### What the task asks
Report each line below that contains the word "window", copying every such line in full.

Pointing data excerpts
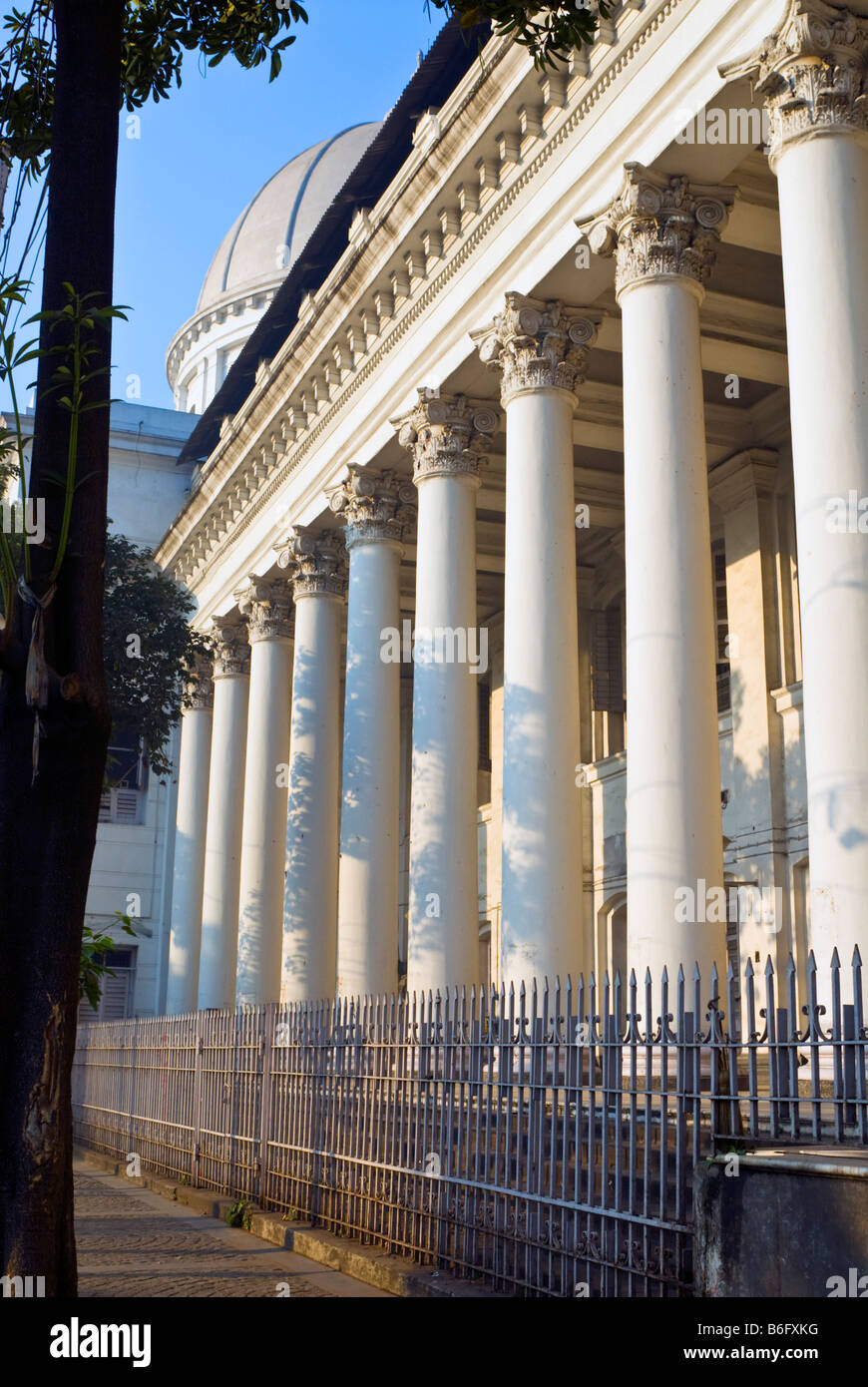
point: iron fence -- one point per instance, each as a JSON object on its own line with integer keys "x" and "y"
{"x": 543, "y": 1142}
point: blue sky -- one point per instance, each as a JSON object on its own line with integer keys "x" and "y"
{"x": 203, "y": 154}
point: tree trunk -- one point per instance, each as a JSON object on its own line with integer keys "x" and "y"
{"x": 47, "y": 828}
==
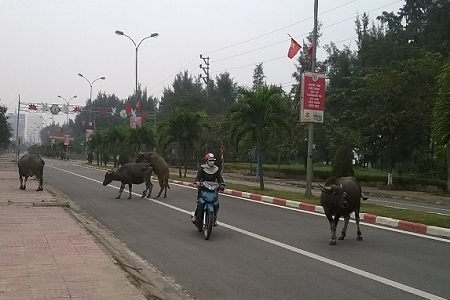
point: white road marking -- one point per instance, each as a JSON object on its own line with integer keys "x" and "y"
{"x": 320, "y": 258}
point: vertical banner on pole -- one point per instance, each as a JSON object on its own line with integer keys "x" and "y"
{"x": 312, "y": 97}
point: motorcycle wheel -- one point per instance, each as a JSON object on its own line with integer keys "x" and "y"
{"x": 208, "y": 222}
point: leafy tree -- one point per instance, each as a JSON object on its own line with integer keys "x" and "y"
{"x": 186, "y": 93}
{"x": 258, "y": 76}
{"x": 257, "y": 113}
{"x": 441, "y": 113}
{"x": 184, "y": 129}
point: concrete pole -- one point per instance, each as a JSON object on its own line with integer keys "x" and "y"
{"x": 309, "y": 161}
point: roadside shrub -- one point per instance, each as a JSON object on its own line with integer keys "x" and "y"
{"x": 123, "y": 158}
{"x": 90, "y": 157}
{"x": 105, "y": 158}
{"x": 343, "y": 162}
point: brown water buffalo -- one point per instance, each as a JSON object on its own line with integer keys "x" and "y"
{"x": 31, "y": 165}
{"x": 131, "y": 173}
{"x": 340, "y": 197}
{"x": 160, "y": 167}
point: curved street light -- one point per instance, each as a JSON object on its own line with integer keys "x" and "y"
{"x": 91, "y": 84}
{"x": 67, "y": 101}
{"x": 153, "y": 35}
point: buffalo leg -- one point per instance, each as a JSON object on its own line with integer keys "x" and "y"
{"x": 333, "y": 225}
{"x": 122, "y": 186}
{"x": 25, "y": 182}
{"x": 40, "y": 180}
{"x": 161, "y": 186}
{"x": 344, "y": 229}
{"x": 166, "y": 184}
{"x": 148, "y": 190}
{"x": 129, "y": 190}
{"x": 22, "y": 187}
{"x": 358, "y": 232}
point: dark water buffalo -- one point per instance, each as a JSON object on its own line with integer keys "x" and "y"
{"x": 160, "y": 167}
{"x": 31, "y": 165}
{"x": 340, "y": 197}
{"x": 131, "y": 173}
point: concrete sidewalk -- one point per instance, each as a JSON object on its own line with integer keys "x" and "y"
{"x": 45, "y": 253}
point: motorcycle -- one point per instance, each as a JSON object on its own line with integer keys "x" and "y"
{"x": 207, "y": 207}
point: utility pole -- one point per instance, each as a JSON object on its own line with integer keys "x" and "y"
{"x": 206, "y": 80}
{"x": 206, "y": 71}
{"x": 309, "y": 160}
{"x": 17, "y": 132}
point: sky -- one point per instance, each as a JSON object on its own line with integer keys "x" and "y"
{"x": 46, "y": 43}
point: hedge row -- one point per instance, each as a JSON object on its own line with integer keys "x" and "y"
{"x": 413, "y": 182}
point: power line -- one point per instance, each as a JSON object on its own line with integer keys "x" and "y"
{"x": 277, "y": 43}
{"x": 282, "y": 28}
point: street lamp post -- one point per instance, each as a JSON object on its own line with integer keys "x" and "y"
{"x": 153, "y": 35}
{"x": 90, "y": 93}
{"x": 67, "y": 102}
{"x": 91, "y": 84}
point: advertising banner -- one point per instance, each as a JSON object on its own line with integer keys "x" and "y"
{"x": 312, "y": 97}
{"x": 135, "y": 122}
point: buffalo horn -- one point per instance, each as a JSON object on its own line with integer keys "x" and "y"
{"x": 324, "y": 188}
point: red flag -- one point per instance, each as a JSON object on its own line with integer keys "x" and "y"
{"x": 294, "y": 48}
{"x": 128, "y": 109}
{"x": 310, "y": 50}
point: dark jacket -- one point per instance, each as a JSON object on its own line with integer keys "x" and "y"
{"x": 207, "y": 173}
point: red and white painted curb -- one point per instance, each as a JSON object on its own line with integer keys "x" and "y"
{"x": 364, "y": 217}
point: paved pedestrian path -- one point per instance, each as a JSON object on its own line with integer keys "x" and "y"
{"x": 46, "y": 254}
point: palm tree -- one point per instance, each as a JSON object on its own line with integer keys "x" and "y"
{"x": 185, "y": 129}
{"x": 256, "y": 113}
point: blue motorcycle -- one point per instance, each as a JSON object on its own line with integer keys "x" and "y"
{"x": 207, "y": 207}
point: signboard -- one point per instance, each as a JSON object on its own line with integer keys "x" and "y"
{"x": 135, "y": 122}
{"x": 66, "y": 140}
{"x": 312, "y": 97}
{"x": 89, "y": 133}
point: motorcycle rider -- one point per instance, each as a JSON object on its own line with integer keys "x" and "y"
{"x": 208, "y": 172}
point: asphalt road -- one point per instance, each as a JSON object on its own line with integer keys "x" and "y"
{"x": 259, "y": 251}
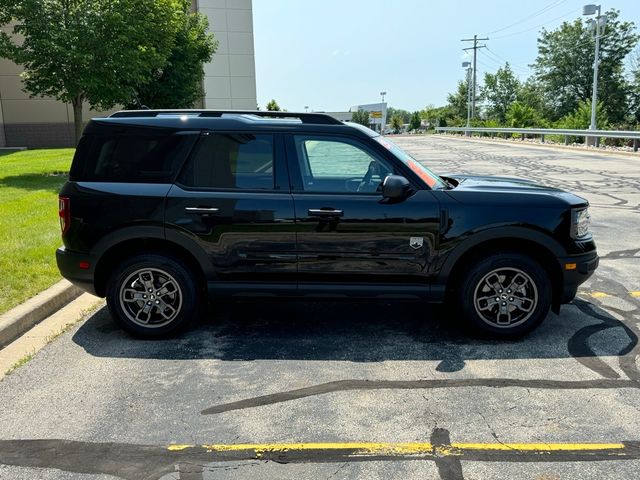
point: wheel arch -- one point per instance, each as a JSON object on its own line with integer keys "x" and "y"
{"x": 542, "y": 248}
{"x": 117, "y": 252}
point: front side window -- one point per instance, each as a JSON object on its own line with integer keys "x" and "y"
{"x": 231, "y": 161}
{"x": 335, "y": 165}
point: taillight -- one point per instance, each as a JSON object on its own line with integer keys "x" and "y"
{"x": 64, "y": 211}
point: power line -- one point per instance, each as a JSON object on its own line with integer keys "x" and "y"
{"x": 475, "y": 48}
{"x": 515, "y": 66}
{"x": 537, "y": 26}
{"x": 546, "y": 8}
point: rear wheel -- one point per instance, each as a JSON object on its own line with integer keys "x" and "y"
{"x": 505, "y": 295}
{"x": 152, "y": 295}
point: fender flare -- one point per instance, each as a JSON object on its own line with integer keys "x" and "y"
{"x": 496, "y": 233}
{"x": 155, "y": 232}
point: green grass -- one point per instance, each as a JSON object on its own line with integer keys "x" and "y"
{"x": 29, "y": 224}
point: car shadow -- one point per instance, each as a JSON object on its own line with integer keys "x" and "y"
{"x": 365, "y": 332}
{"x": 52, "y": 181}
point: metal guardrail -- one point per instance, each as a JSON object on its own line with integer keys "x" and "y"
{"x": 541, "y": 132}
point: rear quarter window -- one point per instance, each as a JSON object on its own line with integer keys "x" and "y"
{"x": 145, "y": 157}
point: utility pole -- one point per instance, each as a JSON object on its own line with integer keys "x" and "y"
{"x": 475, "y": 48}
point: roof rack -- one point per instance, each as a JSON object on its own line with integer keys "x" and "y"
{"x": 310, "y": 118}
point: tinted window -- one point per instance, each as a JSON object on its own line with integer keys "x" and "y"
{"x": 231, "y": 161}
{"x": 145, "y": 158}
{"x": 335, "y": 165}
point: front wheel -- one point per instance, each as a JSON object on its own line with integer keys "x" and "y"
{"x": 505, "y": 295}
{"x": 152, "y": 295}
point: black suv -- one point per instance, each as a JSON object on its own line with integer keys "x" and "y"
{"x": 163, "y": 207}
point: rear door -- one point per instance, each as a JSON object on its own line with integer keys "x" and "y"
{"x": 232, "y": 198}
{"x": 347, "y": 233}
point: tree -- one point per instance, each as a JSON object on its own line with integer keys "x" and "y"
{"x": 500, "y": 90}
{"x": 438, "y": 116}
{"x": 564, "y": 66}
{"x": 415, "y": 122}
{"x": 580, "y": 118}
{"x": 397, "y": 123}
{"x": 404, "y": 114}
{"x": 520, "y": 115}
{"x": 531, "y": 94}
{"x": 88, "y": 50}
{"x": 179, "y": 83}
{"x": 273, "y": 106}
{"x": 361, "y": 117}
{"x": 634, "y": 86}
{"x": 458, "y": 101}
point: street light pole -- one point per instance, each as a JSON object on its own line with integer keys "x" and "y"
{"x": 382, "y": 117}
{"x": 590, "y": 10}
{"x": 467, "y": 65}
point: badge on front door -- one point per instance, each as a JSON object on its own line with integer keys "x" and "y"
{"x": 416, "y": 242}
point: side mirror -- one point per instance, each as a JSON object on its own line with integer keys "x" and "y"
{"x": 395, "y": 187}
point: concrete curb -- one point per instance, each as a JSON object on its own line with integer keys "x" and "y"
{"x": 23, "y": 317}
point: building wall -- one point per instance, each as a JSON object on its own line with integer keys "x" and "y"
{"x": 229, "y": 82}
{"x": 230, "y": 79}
---
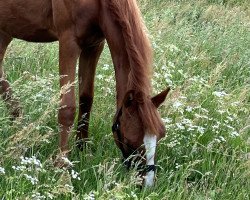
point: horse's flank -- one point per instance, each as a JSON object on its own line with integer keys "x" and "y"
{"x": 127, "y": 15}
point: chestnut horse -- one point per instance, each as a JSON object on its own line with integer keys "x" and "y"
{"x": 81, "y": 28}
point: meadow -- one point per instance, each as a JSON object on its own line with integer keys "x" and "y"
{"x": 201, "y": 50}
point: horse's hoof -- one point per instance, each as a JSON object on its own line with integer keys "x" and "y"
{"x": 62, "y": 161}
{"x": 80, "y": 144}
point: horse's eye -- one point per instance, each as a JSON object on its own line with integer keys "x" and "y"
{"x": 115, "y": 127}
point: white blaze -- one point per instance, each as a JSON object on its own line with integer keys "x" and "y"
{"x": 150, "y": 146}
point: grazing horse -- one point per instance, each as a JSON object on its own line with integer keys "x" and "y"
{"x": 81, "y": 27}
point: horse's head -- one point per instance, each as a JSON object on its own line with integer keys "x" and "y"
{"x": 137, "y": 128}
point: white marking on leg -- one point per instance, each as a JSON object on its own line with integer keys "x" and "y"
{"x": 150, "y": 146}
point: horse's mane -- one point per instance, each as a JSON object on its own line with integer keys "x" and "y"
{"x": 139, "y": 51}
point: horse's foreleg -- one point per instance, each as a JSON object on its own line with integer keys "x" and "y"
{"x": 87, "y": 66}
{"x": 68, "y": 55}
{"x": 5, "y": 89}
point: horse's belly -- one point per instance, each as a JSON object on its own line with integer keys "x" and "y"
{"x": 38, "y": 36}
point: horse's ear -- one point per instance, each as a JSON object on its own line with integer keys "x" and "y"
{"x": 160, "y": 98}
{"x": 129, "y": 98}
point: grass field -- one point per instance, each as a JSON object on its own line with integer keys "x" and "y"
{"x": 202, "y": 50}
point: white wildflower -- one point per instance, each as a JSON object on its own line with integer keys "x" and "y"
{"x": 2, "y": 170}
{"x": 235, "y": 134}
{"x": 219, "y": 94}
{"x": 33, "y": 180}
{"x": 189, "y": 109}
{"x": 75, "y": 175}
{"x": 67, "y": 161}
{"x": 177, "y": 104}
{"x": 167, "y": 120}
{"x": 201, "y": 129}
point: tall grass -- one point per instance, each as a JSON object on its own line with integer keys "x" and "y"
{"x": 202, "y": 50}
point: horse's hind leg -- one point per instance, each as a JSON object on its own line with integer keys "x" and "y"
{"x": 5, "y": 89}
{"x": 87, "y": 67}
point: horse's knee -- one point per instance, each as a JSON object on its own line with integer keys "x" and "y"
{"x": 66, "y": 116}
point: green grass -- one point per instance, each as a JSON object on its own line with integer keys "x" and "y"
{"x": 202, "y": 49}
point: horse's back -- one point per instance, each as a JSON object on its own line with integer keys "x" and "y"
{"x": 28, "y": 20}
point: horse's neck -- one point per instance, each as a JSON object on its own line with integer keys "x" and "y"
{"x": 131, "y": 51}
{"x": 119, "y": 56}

### Correct answer
point: front side window -- one point per instance, each as a JSON object on its own line with integer keys "x" and "y"
point: rear quarter window -- one point per instance, each as a JSON object on its own line with integer keys "x" and "y"
point: tinted window -- one point per instance, each as a JSON object on its own line with integer keys "x" and "y"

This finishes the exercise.